# Received My Wounded Woody!!



## ReidRH (Feb 1, 2010)

Received My Wounded Woody decoy and READY to Try it Out!! Pics Soon I hope! Any Suggestions Most of the Places I have to Hunt I can only see approx 50 to a hundred yards at most. Should the decoy face toward or away from me, or does it matter? I know what I want to try but want to hear from You Guys.


----------



## coyotejon (Feb 4, 2010)

Hey as bad as I feel about your woody being wounded, keep it to yourself dude


----------



## bar-d (Feb 3, 2010)

Youch! Harsh!


----------



## ebbs (Feb 7, 2010)

coyotejon said:


> Hey as bad as I feel about your woody being wounded, keep it to yourself dude


Bwahahahaa, Somebody had to say it!


----------



## coyotejon (Feb 4, 2010)

TASKS TO PERFORM:
(1) In the forum thread about the Wounded Woody decoy, what is the farthest distance ReidRH says he can see in most of the places he hunts?
(2) Continue the forum thread about the Wounded Woody decoy from the point where it stops.

MATERIAL SUPPLIED:
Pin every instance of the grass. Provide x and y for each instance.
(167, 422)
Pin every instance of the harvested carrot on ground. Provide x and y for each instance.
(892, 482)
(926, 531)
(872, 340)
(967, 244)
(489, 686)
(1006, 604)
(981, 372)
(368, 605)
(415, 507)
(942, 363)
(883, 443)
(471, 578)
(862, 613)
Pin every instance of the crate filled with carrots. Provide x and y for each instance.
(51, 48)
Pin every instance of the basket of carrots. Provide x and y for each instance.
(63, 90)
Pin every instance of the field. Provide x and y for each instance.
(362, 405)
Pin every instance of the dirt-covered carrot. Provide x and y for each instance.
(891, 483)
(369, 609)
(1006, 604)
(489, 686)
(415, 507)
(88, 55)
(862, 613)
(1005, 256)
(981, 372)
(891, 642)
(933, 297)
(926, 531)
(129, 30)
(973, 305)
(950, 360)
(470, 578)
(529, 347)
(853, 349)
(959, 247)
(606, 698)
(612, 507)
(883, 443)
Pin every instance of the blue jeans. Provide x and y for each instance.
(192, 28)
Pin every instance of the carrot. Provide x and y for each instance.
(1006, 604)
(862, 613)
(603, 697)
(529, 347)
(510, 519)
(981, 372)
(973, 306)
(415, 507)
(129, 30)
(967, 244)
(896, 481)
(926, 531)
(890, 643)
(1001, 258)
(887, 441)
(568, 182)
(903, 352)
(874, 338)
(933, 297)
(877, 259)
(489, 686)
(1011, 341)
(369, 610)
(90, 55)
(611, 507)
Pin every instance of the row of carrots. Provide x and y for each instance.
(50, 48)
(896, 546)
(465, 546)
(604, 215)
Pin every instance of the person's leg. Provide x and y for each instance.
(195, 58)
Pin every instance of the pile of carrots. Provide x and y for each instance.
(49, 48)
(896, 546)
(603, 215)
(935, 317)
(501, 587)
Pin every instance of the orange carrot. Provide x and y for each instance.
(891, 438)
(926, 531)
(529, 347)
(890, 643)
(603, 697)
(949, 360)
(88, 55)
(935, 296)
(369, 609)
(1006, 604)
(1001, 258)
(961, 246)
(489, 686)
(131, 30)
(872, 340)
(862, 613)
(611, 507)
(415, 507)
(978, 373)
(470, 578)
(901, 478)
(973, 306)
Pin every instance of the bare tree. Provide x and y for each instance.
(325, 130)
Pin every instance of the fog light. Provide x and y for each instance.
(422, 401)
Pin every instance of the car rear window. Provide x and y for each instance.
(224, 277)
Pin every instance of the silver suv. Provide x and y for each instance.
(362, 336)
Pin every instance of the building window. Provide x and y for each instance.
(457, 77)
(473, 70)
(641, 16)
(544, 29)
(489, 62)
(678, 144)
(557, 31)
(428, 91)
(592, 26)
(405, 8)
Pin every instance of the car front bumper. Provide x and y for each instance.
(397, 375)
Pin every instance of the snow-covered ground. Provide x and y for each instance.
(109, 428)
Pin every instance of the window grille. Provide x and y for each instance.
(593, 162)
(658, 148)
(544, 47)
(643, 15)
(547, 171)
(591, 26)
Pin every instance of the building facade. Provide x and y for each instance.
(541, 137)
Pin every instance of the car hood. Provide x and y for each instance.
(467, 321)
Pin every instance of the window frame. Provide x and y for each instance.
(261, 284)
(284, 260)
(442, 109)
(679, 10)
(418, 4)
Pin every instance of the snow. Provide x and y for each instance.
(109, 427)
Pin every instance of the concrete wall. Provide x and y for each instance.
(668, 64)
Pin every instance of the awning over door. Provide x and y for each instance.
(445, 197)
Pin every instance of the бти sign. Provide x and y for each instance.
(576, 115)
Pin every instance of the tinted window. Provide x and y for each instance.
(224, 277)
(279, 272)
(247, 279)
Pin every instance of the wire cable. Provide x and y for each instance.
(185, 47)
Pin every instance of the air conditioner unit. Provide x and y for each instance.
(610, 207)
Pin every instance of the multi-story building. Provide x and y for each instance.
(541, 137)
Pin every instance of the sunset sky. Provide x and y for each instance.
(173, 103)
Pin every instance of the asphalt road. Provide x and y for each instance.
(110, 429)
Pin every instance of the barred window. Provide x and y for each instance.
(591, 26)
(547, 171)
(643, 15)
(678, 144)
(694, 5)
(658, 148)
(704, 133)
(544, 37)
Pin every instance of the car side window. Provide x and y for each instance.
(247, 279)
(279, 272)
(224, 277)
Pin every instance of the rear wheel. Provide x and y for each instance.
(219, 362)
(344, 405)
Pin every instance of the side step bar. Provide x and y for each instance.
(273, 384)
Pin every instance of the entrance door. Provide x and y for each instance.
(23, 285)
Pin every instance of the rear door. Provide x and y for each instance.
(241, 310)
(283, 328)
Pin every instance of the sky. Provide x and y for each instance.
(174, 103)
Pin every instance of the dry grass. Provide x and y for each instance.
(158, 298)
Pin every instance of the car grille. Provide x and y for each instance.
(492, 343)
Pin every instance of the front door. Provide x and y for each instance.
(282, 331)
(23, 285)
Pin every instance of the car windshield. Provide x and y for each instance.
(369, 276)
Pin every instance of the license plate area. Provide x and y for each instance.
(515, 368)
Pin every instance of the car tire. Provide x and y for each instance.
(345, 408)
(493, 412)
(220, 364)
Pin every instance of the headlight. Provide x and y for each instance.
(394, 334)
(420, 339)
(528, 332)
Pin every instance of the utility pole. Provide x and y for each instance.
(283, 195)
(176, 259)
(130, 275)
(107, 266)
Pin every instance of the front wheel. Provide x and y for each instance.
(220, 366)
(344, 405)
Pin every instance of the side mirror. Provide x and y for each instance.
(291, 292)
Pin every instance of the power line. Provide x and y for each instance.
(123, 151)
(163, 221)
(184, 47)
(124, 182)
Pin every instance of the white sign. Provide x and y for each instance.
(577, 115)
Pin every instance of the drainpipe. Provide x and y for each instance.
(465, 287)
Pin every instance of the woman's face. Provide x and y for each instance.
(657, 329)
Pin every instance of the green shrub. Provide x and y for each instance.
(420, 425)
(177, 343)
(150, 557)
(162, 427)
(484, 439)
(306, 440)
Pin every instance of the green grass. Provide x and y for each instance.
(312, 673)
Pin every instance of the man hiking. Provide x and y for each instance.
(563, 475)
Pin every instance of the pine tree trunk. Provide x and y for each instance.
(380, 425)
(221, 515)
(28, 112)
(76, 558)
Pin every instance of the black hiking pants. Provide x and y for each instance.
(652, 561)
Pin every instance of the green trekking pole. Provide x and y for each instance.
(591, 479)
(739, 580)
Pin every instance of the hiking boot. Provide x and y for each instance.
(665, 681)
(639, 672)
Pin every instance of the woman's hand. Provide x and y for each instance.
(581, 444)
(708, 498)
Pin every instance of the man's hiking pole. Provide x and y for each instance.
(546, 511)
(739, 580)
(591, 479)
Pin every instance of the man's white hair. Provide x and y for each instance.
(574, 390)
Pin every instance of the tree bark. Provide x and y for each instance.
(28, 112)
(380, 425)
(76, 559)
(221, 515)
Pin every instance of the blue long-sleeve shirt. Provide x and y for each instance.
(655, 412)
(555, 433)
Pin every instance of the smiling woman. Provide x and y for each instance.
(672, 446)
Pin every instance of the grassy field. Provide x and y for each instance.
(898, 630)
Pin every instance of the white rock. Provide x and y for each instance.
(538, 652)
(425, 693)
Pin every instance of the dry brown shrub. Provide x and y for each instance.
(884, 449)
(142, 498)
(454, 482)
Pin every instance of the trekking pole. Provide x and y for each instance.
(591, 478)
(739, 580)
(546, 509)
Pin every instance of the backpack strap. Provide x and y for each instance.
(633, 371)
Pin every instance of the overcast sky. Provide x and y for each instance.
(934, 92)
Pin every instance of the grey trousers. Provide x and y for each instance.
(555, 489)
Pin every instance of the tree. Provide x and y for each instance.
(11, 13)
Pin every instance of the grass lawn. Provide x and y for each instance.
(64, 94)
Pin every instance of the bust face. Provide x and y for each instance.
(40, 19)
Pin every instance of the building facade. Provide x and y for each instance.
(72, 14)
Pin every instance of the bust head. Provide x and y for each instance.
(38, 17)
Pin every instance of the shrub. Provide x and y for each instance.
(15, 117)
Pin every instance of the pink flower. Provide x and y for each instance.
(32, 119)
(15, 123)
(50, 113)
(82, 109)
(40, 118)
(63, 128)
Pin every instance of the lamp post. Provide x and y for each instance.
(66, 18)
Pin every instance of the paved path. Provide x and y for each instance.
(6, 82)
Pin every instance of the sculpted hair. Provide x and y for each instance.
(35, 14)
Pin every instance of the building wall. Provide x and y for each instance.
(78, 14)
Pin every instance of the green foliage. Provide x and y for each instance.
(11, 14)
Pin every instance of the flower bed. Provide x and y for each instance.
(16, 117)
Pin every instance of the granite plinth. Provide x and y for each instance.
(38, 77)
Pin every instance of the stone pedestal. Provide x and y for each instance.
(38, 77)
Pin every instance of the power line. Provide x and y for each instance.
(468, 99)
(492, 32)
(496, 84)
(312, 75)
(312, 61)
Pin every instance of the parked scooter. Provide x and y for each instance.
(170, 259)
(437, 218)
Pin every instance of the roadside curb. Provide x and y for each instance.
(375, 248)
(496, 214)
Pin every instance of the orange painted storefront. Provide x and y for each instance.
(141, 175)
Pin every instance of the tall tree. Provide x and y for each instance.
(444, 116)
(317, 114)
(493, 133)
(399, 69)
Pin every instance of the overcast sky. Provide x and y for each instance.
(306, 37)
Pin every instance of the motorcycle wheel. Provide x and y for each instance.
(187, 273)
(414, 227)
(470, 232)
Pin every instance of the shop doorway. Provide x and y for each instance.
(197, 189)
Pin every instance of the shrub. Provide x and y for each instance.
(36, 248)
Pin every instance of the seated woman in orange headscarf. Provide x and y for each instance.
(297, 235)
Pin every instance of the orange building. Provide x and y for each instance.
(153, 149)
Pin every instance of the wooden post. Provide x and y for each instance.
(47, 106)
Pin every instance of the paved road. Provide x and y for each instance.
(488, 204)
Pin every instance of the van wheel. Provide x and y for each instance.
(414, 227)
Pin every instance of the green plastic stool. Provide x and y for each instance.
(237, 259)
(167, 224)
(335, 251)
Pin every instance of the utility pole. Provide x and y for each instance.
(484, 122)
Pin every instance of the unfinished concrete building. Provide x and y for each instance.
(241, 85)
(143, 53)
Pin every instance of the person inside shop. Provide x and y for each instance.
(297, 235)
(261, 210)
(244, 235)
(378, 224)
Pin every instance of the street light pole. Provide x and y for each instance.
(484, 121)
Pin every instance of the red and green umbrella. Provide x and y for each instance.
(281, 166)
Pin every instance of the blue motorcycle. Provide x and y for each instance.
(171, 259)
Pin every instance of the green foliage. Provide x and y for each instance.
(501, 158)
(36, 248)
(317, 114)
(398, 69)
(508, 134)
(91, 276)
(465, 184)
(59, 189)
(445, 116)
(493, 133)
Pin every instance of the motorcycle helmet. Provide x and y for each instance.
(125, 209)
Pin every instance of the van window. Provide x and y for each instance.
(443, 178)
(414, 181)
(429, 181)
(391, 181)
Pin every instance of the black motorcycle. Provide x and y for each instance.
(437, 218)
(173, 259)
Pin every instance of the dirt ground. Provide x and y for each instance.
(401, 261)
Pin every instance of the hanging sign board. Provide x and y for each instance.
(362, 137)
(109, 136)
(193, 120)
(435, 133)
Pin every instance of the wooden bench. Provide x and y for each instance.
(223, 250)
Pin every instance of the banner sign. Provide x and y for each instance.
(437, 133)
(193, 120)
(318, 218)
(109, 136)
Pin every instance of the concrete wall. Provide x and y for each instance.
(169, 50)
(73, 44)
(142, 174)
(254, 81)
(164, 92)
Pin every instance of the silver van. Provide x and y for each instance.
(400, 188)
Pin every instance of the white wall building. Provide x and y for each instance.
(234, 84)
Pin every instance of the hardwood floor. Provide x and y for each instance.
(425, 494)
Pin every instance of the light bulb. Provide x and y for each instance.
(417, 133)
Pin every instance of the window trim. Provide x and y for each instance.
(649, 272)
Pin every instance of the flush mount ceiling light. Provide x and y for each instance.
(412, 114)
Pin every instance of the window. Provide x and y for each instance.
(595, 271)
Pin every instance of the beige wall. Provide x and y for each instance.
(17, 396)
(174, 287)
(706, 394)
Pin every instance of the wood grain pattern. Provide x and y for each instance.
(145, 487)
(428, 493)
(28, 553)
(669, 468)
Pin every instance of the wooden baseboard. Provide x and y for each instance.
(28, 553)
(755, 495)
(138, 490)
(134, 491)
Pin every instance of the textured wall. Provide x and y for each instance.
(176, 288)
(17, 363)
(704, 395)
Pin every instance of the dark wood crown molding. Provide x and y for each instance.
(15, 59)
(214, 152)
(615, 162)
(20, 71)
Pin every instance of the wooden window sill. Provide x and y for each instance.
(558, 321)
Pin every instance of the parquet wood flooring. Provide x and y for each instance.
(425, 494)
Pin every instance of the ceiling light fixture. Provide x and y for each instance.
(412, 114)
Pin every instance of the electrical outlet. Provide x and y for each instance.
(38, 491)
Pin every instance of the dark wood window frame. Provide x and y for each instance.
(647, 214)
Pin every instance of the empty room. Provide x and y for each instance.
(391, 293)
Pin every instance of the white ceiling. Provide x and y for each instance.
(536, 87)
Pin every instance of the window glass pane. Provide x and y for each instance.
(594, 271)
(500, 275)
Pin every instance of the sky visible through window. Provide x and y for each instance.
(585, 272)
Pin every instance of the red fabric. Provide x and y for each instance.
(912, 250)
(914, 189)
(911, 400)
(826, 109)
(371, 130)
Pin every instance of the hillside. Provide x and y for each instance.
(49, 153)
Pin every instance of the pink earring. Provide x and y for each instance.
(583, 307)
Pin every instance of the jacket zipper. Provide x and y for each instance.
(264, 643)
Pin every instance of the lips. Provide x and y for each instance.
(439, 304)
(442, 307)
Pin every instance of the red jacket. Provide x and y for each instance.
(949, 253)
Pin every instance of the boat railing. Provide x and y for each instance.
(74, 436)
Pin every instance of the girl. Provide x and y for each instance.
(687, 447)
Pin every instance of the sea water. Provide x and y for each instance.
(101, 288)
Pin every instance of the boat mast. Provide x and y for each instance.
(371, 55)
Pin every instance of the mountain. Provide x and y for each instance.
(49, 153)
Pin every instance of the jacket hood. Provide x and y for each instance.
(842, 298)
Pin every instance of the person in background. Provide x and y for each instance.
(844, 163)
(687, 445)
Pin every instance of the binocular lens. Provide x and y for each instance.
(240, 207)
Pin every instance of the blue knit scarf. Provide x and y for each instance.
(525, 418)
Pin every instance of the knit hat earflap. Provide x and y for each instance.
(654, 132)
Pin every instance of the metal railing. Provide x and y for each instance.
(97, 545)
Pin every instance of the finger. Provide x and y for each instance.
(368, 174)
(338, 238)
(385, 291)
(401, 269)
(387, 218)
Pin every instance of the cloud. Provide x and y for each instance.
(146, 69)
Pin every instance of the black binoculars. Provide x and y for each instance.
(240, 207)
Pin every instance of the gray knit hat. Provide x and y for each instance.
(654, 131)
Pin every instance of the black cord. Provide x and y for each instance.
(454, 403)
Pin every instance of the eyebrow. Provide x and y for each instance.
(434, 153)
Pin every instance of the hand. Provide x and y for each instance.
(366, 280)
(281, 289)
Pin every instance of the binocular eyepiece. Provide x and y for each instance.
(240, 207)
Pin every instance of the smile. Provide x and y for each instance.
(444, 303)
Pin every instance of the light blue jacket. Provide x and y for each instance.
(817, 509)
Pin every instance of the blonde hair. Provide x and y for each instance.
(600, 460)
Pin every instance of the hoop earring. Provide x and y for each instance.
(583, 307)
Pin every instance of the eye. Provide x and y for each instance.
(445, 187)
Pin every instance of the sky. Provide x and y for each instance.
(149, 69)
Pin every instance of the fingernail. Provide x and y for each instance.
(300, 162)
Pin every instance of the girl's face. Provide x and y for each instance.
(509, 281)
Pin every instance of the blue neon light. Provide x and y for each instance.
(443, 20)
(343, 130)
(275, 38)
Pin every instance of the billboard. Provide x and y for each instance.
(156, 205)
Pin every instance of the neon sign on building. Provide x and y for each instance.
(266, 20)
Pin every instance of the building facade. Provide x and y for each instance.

EXPECTED RESULTS:
(1) Approximately 50 to a hundred yards at most.

(2)
Sorry Reid I just couldn't resist Back to your original question though I have not actually used decoy's all that much. The only thing I have noticed when using decoy's is that I tend to get a lot more crows a lot closer, they all gang up in the trees and caw away. When not using a decoy it seems I get more like one or two crows coming in from tree to tree just kind of checking things out.


----------



## youngdon (Mar 10, 2010)

coyotejon said:


> Hey as bad as I feel about your woody being wounded, keep it to yourself dude


That's too funny..... But true.

As for the decoy I don't think it matters which way it faces. I've put my mojo out to the side of me, in front of me, and in back where ever I can put it where it will be visible. Put your e-caller next to it though, no matter where you choose, as a decoy in one place and a caller in another doesn't work as well when they get close.


----------



## showmeyote (Dec 12, 2010)

I like hanging mine from a branch about 30 yards out, most of the time to one side, that way, i dont have to try and miss hitting my decoy. As for the crows. I have never had a crow come in on my woodpecker sets, chicken hawks tend to like them though. i keep volume very low. Hanging it from a branch just adds that much more movement with the wind making it turn and move. Good luck I love mine.


----------



## ReidRH (Feb 1, 2010)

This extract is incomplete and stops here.